BEGIN LISTED RECORDS

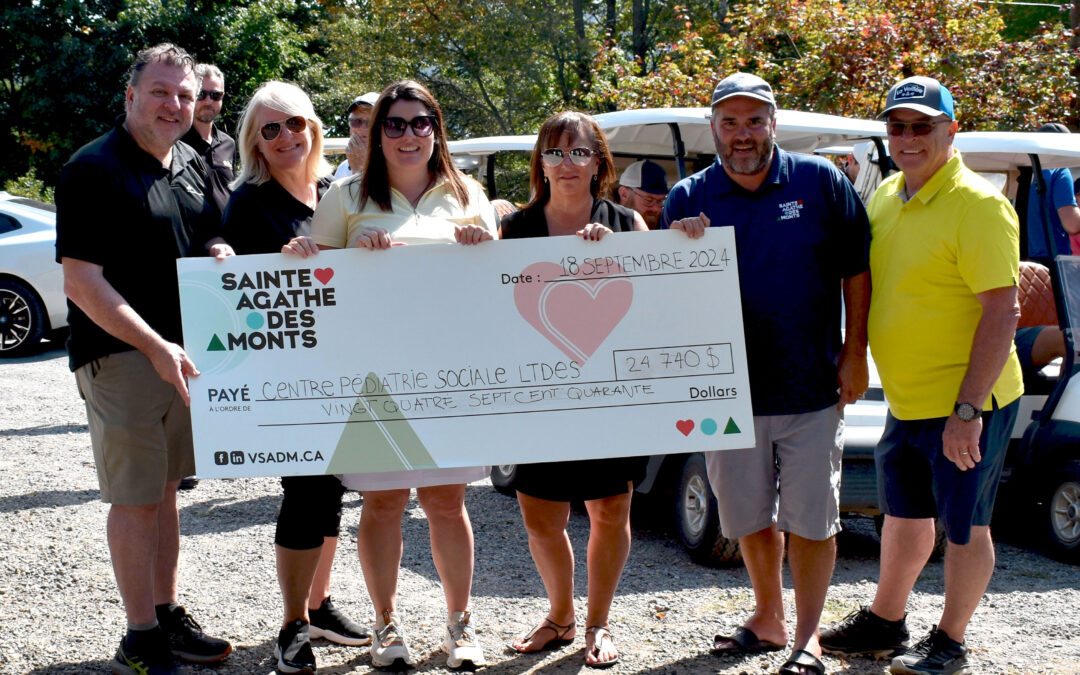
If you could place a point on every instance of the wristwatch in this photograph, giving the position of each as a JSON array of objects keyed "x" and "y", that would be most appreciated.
[{"x": 966, "y": 412}]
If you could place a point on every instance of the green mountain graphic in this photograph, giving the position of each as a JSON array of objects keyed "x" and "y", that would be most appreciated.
[{"x": 377, "y": 441}]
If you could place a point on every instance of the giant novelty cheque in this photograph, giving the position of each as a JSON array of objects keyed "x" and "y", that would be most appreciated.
[{"x": 446, "y": 355}]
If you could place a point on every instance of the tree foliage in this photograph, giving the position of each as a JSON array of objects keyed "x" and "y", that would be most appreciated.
[{"x": 502, "y": 66}]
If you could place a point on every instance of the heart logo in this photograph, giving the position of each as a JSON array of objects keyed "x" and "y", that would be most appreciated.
[{"x": 575, "y": 313}]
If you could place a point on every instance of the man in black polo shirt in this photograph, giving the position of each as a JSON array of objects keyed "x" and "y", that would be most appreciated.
[
  {"x": 119, "y": 261},
  {"x": 216, "y": 147}
]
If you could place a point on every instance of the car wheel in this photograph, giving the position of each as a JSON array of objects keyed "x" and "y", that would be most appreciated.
[
  {"x": 699, "y": 523},
  {"x": 502, "y": 475},
  {"x": 22, "y": 319},
  {"x": 1062, "y": 512},
  {"x": 941, "y": 540}
]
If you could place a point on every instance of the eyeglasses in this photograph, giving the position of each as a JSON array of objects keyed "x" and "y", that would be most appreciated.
[
  {"x": 647, "y": 199},
  {"x": 422, "y": 125},
  {"x": 918, "y": 129},
  {"x": 294, "y": 124},
  {"x": 580, "y": 157}
]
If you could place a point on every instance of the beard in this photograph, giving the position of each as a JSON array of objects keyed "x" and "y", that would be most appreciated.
[
  {"x": 746, "y": 165},
  {"x": 205, "y": 116}
]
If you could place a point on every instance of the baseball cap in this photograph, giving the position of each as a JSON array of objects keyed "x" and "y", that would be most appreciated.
[
  {"x": 367, "y": 98},
  {"x": 921, "y": 94},
  {"x": 646, "y": 176},
  {"x": 743, "y": 84}
]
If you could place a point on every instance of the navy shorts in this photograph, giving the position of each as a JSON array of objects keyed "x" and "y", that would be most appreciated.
[
  {"x": 310, "y": 511},
  {"x": 917, "y": 481}
]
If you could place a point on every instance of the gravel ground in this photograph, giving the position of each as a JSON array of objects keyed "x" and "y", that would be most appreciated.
[{"x": 59, "y": 610}]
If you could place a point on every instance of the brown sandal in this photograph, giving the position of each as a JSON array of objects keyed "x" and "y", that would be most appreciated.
[
  {"x": 557, "y": 630},
  {"x": 601, "y": 633}
]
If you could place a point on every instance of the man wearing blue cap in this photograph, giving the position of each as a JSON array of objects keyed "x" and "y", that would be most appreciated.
[
  {"x": 801, "y": 234},
  {"x": 944, "y": 258}
]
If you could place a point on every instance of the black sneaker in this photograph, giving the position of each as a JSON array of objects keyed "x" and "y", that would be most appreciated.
[
  {"x": 934, "y": 655},
  {"x": 329, "y": 623},
  {"x": 187, "y": 639},
  {"x": 865, "y": 634},
  {"x": 293, "y": 649},
  {"x": 144, "y": 652}
]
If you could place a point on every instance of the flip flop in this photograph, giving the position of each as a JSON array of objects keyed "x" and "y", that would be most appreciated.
[
  {"x": 601, "y": 633},
  {"x": 742, "y": 642},
  {"x": 556, "y": 630},
  {"x": 802, "y": 662}
]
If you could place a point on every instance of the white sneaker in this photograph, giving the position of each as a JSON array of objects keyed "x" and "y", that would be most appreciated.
[
  {"x": 459, "y": 643},
  {"x": 389, "y": 648}
]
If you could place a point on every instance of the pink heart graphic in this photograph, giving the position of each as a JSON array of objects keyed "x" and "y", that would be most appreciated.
[{"x": 575, "y": 313}]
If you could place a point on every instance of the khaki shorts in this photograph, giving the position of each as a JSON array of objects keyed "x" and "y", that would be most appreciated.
[
  {"x": 139, "y": 429},
  {"x": 792, "y": 477}
]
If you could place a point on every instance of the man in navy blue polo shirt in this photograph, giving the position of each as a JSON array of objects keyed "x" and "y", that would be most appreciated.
[{"x": 801, "y": 235}]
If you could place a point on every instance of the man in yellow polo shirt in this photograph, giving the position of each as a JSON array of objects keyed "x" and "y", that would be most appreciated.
[{"x": 944, "y": 257}]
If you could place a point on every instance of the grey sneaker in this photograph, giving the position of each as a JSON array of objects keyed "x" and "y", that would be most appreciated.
[
  {"x": 862, "y": 633},
  {"x": 145, "y": 652},
  {"x": 329, "y": 623},
  {"x": 934, "y": 655},
  {"x": 293, "y": 648},
  {"x": 460, "y": 645},
  {"x": 389, "y": 649}
]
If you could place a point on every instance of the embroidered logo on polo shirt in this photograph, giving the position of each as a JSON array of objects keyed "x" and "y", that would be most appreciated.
[{"x": 790, "y": 210}]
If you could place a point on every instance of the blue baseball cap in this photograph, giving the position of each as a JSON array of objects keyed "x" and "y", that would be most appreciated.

END LISTED RECORDS

REQUIREMENTS » Arrange the whole listing above as a JSON array of strings, with one string per line and no blank lines. Omit the image.

RESPONSE BELOW »
[
  "If you could place a point on every instance of the wristwatch in this photograph, giving the position of each as a JSON array of objects keyed \"x\" and \"y\", that would be most appreciated.",
  "[{\"x\": 966, \"y\": 412}]",
  "If you could place a point on every instance of the green mountain graphic in this photograph, giving the position of each as a JSON array of objects keyed \"x\" and \"y\", that would be most appreciated.",
  "[{\"x\": 377, \"y\": 441}]",
  "If you could place a point on every instance of the giant novelty cheque in this photograph, giving the position of each as a JSON array of objects keyed \"x\" and \"y\", that would be most appreciated.",
  "[{\"x\": 446, \"y\": 355}]",
  "If you could place a point on every instance of the tree foliage in this photograph, giving the position of each as a JSON array of objects keyed \"x\" and \"y\", that would be most appreciated.",
  "[{\"x\": 502, \"y\": 66}]",
  "If you could place a point on every instance of the heart logo in this photograph, giving the position of each as a JSON array of objects keyed \"x\" and \"y\", that would be most appreciated.",
  "[{\"x\": 575, \"y\": 313}]",
  "If you could place a point on every instance of the man in black polo shirt in this photograph, giving the position of each as a JSON array of objects keyed \"x\" and \"y\", that would be most appreciated.",
  "[",
  "  {\"x\": 119, \"y\": 261},",
  "  {\"x\": 216, \"y\": 147}",
  "]",
  "If you could place a point on every instance of the car wheel in this photograph, giving the position of each as a JSON array of objects keyed \"x\" and \"y\", that would be most appreciated.",
  "[",
  "  {\"x\": 699, \"y\": 523},",
  "  {\"x\": 502, \"y\": 475},",
  "  {\"x\": 22, \"y\": 319},",
  "  {\"x\": 1062, \"y\": 512},",
  "  {\"x\": 941, \"y\": 540}",
  "]",
  "If you could place a point on every instance of the eyeglasses in this photograph, giving the position of each as a JSON array of objects keyed \"x\" and \"y\", that would be most appreciated.",
  "[",
  "  {\"x\": 647, \"y\": 199},",
  "  {\"x\": 422, \"y\": 125},",
  "  {\"x\": 918, \"y\": 129},",
  "  {\"x\": 294, \"y\": 124},",
  "  {\"x\": 580, \"y\": 157}",
  "]",
  "If you could place a point on every instance of the beard in this photograph, giving the position of each as a JSON array of objects keyed \"x\" and \"y\", that would be most appreciated.",
  "[",
  "  {\"x\": 746, \"y\": 165},",
  "  {\"x\": 205, \"y\": 116}",
  "]",
  "If you could place a point on every instance of the baseball cap in this photograph, giving the position of each as a JSON array of objects keyed \"x\" and \"y\", that would be most appreciated.",
  "[",
  "  {\"x\": 367, \"y\": 98},",
  "  {\"x\": 921, \"y\": 94},",
  "  {\"x\": 646, \"y\": 176},",
  "  {\"x\": 743, \"y\": 84}",
  "]",
  "If you could place a point on every instance of the navy shorts in this photograph, giving the position of each as a JSON array of objects keyed \"x\" and \"y\", that would be most appreciated.",
  "[",
  "  {\"x\": 310, \"y\": 511},",
  "  {\"x\": 917, \"y\": 481}",
  "]",
  "If you could place a point on every instance of the gravel ground in this photograph, giving the position of each as a JSON array of objects keyed \"x\" and \"y\", that would be most appreciated.",
  "[{\"x\": 59, \"y\": 610}]",
  "If you could place a point on every instance of the brown sandal in this photograph, giving the position of each as a JSON array of objects keyed \"x\" and \"y\", that would be most appreciated.",
  "[",
  "  {\"x\": 557, \"y\": 630},",
  "  {\"x\": 601, \"y\": 633}",
  "]",
  "If you could place a point on every instance of the man wearing blue cap in this photograph, giving the position of each as a JSON array of objects keyed \"x\" and \"y\", that would be most appreciated.",
  "[",
  "  {\"x\": 801, \"y\": 234},",
  "  {\"x\": 944, \"y\": 258}",
  "]",
  "If you could place a point on every instance of the black sneaker in this photograph, giving the position of each as a JSON array of objects keyed \"x\" and \"y\", that would be most appreciated.",
  "[",
  "  {\"x\": 934, \"y\": 655},",
  "  {\"x\": 329, \"y\": 623},",
  "  {\"x\": 187, \"y\": 639},",
  "  {\"x\": 865, \"y\": 634},",
  "  {\"x\": 293, \"y\": 649},",
  "  {\"x\": 144, \"y\": 652}",
  "]",
  "If you could place a point on every instance of the flip flop in this photograph, giving the position of each as a JSON array of objects keyed \"x\" and \"y\", that would be most appreciated.",
  "[",
  "  {\"x\": 601, \"y\": 633},",
  "  {\"x\": 742, \"y\": 642},",
  "  {\"x\": 556, \"y\": 630},",
  "  {\"x\": 802, \"y\": 662}",
  "]",
  "If you could place a point on every instance of the white sneaker in this photograph, giving the position of each as a JSON array of objects keyed \"x\" and \"y\", that would be most appreciated.",
  "[",
  "  {\"x\": 459, \"y\": 643},",
  "  {\"x\": 389, \"y\": 648}",
  "]",
  "If you could place a point on every instance of the pink heart graphic in this photograph, giving the position of each as a JSON array of objects keyed \"x\" and \"y\", that would be most appreciated.",
  "[{\"x\": 575, \"y\": 313}]",
  "If you could place a point on every instance of the khaki shorts in this photograph, giving the position of each as a JSON array of objects keyed \"x\" and \"y\", that would be most appreciated.",
  "[",
  "  {\"x\": 139, \"y\": 429},",
  "  {\"x\": 792, \"y\": 477}",
  "]",
  "If you could place a point on every instance of the man in navy blue polo shirt in this photograph, giving the position of each as a JSON array of objects keyed \"x\" and \"y\", that would be most appreciated.",
  "[{\"x\": 801, \"y\": 235}]",
  "If you could place a point on every instance of the man in yellow polo shirt in this photograph, giving the position of each as a JSON array of objects keyed \"x\" and \"y\", that would be most appreciated.",
  "[{\"x\": 944, \"y\": 257}]",
  "If you could place a point on every instance of the grey sneaker in this photograph, giving the position of each as a JSON array of objects keyed \"x\" and \"y\", that would be most appreciated.",
  "[",
  "  {\"x\": 862, \"y\": 633},",
  "  {\"x\": 145, \"y\": 652},",
  "  {\"x\": 329, \"y\": 623},",
  "  {\"x\": 934, \"y\": 655},",
  "  {\"x\": 293, \"y\": 648},",
  "  {\"x\": 460, \"y\": 645},",
  "  {\"x\": 389, \"y\": 649}",
  "]",
  "If you could place a point on every instance of the embroidered logo on polo shirt in this photograph, giving the position of each as a JSON array of objects keyed \"x\" and \"y\", that would be most appreciated.",
  "[{\"x\": 790, \"y\": 210}]",
  "If you could place a point on every instance of the blue baseball cap in this photograph, giving the position of each as a JSON array of objects keyed \"x\" and \"y\", that would be most appreciated."
]